Work to do:
Turn the listing lines from the one containing "Is there any window anywhere" up to and including the one containing "20;153;101;300" into a Markdown table with the columns No. and Line, numbering each row and skipping any blank lines.

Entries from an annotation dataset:
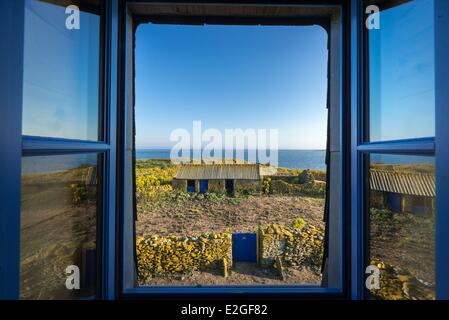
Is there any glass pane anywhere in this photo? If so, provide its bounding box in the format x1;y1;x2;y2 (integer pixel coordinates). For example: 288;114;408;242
20;154;100;299
23;0;100;140
368;154;435;300
368;0;435;141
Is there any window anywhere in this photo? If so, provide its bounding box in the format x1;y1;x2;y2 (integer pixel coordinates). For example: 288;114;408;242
122;4;345;294
367;0;435;141
367;154;435;300
20;153;101;300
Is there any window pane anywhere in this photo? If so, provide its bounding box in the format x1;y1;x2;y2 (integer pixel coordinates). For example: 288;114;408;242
20;154;100;299
368;0;435;141
23;0;100;140
368;154;435;300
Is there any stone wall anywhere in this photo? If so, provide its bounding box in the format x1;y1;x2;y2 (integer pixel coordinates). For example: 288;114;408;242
171;179;187;192
234;180;262;194
136;232;232;281
208;180;225;193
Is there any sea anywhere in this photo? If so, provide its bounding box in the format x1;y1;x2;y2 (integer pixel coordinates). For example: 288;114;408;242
22;149;435;174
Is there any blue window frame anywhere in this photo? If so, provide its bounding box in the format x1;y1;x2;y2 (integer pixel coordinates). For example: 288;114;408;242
0;0;118;299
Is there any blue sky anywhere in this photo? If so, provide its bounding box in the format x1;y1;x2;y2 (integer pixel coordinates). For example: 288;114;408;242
136;24;328;149
23;1;100;140
370;0;435;141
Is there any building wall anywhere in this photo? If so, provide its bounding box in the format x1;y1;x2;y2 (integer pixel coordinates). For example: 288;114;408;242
209;180;225;193
172;179;187;191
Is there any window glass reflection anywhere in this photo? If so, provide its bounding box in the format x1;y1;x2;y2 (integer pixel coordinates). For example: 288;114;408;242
368;0;435;141
368;154;435;300
23;0;100;140
20;154;99;299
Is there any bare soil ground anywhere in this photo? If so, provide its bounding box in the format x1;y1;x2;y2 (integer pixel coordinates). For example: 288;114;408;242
136;195;324;236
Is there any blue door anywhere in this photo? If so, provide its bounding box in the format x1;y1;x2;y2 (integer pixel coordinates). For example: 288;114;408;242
200;180;209;193
232;233;257;262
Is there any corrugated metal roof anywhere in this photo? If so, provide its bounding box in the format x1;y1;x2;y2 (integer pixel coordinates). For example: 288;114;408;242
173;164;260;180
370;170;435;197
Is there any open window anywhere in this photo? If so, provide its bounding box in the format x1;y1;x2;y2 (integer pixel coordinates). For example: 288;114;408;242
122;4;345;294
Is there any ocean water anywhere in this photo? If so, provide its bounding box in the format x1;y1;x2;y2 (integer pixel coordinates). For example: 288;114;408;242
136;149;326;170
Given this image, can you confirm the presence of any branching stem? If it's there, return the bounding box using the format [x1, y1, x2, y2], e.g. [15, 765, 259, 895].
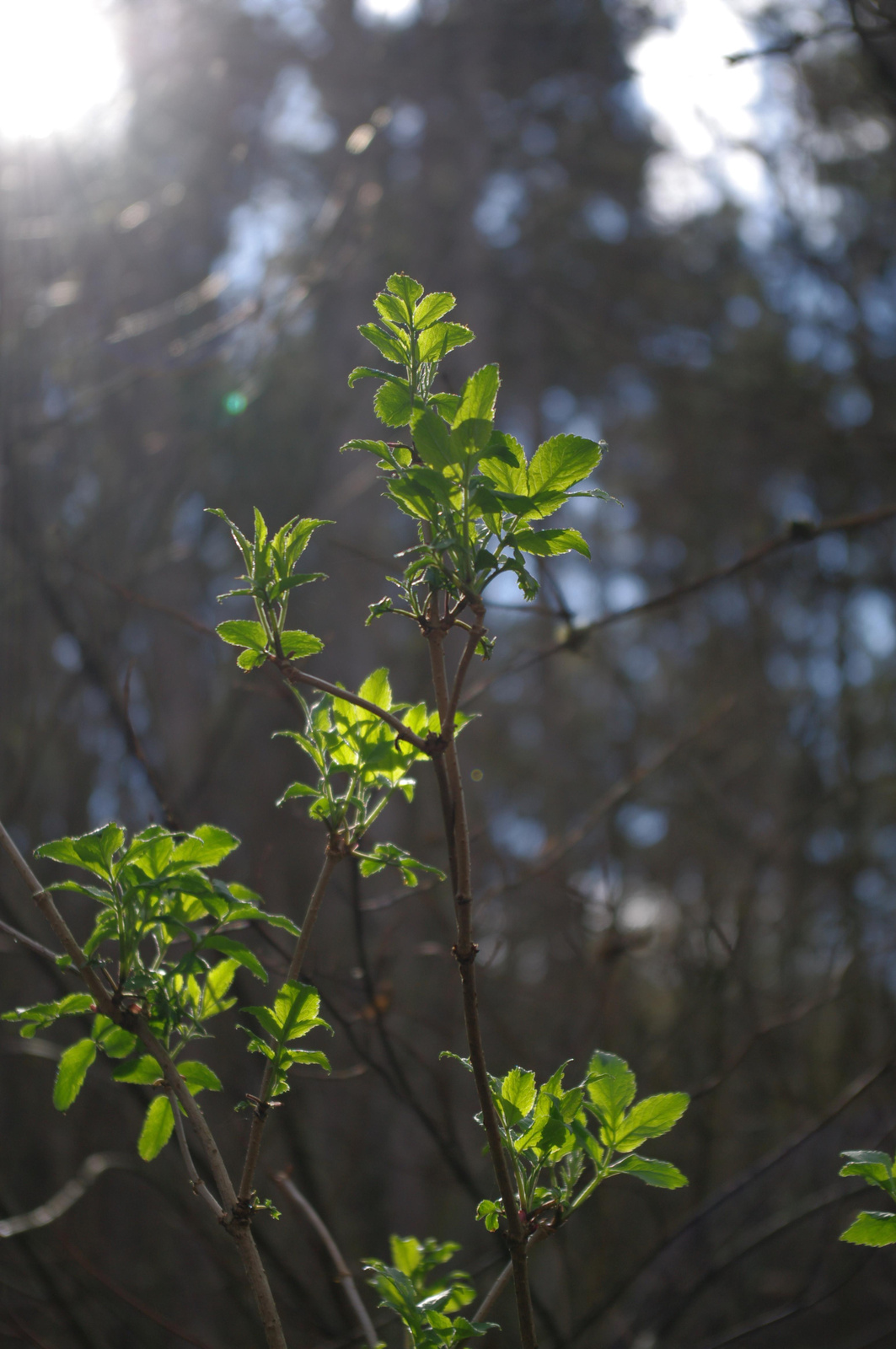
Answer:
[236, 847, 341, 1210]
[427, 617, 537, 1349]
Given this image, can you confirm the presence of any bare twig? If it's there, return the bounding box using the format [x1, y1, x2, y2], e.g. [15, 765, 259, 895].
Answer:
[272, 1171, 379, 1349]
[0, 919, 61, 962]
[62, 1241, 219, 1349]
[0, 1152, 133, 1237]
[169, 1091, 224, 1221]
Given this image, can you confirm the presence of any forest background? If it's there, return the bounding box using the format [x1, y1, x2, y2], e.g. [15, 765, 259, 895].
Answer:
[0, 0, 896, 1349]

Answer:
| No. | Line |
|---|---|
| 1 | Is there any window anywhere in this photo? If so, provide its bounding box in the format x1;y1;x2;y2 (integer pixel coordinates). For example: 288;114;408;242 |
| 2 | 122;4;345;294 |
| 3 | 367;0;435;141 |
| 4 | 367;154;435;300 |
| 5 | 20;153;101;300 |